## About this task
Please output the listing exactly as it stands, but omit any images.

## Supplied information
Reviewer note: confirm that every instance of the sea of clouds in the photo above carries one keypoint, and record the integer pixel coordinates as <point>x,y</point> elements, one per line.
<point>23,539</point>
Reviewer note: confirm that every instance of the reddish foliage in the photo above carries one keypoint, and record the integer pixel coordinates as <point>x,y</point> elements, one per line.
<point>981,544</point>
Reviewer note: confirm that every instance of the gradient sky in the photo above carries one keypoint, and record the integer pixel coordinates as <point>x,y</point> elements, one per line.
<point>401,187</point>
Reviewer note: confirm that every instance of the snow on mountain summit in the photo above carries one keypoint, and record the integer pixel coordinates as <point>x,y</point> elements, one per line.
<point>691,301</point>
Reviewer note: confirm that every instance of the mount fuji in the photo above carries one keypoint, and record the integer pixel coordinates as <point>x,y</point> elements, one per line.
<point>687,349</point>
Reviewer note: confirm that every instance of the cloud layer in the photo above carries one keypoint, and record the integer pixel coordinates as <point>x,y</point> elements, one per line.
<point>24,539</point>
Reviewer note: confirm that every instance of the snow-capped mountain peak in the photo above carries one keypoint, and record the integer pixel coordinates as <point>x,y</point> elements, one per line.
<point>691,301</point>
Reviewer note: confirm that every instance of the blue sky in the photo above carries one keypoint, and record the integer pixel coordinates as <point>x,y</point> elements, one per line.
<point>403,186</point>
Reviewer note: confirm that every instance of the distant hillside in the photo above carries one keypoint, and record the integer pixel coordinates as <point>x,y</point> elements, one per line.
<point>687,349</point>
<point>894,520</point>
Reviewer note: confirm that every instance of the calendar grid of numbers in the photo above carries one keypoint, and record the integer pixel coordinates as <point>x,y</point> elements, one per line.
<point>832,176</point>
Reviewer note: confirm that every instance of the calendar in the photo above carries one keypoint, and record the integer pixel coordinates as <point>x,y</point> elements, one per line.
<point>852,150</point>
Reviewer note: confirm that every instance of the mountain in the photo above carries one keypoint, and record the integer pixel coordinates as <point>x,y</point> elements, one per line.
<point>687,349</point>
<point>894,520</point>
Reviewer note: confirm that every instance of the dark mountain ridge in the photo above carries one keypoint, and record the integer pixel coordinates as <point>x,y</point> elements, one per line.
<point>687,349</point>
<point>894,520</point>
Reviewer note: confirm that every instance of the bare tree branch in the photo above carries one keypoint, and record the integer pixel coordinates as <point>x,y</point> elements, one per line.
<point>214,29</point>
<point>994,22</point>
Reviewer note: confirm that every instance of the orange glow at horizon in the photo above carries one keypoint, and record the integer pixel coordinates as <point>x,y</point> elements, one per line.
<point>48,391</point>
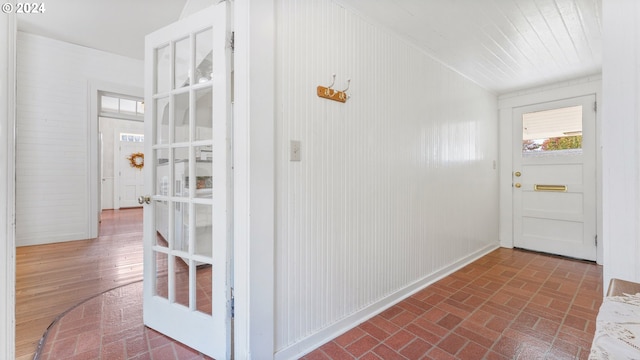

## Finished exercise
Reviewer note: confirm that every instance of the sea of clouds in the photo above carries one keypoint, and record the integer pixel coordinates as <point>x,y</point> elements, one per line.
<point>23,539</point>
Reviewer note: confirm that every instance of the reddish foliage in the photo above carries one keypoint, and record the integer pixel coordinates as <point>x,y</point> elements, one per line.
<point>981,544</point>
Reviewer note: confirm that every instance of the gradient sky in the photo above carries one keypoint, and record the integer pixel coordinates as <point>x,y</point> elements, one per line.
<point>401,187</point>
Reviewer note: confirm that every instance of the snow on mountain summit in the photo above carries one keypoint, and record the integer pixel coordinates as <point>x,y</point> elements, one per line.
<point>691,301</point>
Reviewer note: confirm that every instance of the mount fuji in the photo above carries one keypoint, and record the integer pixel coordinates as <point>x,y</point> elements, one per line.
<point>687,349</point>
Reviewer note: confirm that every instance of the cloud layer in the photo above carries one keypoint, and record the integer pixel coordinates as <point>x,y</point> elements, one per line.
<point>24,539</point>
Reviewer note: confirm that every instance of the snow-capped mountain peak in the photo above carries one keypoint, and record the integer pixel coordinates as <point>x,y</point> elements, one per line.
<point>691,301</point>
Reviewer note: confirm that every instance of the blue sky in the photo above carries one keypoint, and record the integer pixel coordinates as <point>x,y</point> elements, one per line.
<point>403,186</point>
Reviewer note: confirm that every instance of the distant hillside in the photo above carries one keypoint, and record the integer pixel coordinates as <point>x,y</point> elements, one per line.
<point>687,349</point>
<point>894,520</point>
Reviewer note: confirm that every instance of the calendar grid of numbers in the photo above carries one keypoint, and record the integer pixel coordinates as <point>x,y</point> elements, one per line.
<point>832,176</point>
Reviewer note: confirm that every instance of the calendar in the photo above carries one keypoint, and record the integer pixel coordinates as <point>x,y</point> elements, one per line.
<point>852,150</point>
Reviewer note: confirm that every instance of the mountain in the photo above carries one keypoint, and record the integer pixel coordinates as <point>x,y</point> elements, one per line.
<point>687,349</point>
<point>894,520</point>
Reviewer note: confirm that every instance of the dark mountain ridge in the photo above carries one keypoint, and record the integer pixel coordinates as <point>x,y</point> elements, one per line.
<point>687,349</point>
<point>894,520</point>
Reviewer note: confirm that every instance of the bare tree branch in the photo above carries one keypoint, and record the integer pixel coordinates as <point>x,y</point> elements, one per line.
<point>214,29</point>
<point>994,22</point>
Reviewer note: confirm that every instance of the orange glow at horizon in the photo above carries one keypoint, and record the integer pixel coordinates as <point>x,y</point> elements, one per line.
<point>48,391</point>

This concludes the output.